**Task to complete:** The response should hold each line from the entries below where "island" is found.

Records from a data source
-.-.-

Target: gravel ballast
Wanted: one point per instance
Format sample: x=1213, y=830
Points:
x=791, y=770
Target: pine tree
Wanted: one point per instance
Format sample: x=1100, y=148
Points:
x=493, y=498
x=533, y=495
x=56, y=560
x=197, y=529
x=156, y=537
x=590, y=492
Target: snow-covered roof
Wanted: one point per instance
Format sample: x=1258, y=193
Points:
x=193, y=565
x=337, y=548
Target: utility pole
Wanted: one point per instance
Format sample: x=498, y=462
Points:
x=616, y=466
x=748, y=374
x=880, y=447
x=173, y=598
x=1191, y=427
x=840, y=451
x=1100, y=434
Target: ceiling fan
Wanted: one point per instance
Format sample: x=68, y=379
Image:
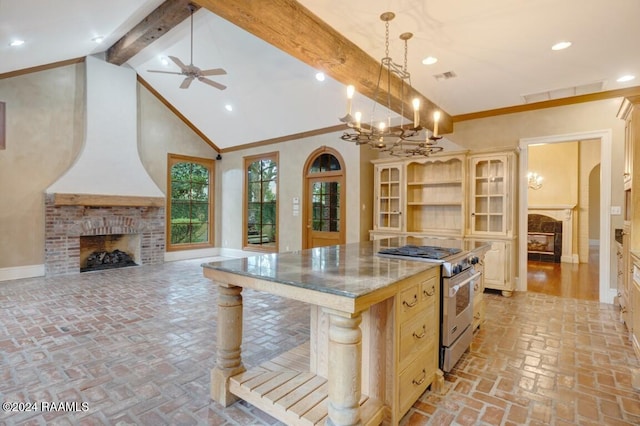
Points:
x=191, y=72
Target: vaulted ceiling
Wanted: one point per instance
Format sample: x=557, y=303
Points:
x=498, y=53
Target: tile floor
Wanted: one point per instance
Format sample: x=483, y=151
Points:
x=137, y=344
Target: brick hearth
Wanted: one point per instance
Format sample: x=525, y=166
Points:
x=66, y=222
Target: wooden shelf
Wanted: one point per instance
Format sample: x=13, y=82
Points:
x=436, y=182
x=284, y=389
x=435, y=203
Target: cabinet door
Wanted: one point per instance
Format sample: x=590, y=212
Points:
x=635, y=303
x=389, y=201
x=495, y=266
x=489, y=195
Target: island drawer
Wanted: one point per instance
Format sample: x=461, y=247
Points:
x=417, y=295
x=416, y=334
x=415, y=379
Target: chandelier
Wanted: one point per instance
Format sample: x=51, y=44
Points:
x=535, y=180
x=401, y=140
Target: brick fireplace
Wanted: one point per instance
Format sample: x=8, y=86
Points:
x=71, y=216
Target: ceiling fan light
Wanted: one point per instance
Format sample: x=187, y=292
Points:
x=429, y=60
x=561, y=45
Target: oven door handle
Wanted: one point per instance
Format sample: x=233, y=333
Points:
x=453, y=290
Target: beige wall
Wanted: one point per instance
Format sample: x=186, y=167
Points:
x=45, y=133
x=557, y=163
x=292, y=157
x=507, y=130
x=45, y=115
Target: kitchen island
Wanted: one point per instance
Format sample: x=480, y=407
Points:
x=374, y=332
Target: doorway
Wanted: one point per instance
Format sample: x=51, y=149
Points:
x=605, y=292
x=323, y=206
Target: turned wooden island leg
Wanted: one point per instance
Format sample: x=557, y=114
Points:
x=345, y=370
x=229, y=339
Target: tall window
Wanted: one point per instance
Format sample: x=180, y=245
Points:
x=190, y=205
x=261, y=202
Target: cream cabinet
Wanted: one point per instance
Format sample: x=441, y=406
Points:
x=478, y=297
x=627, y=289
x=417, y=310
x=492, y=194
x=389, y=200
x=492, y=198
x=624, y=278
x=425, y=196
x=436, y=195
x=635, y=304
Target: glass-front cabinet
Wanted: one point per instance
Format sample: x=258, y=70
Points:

-.-.-

**Expected answer:**
Target: island drawer
Target: kitchen island
Target: turned wooden island leg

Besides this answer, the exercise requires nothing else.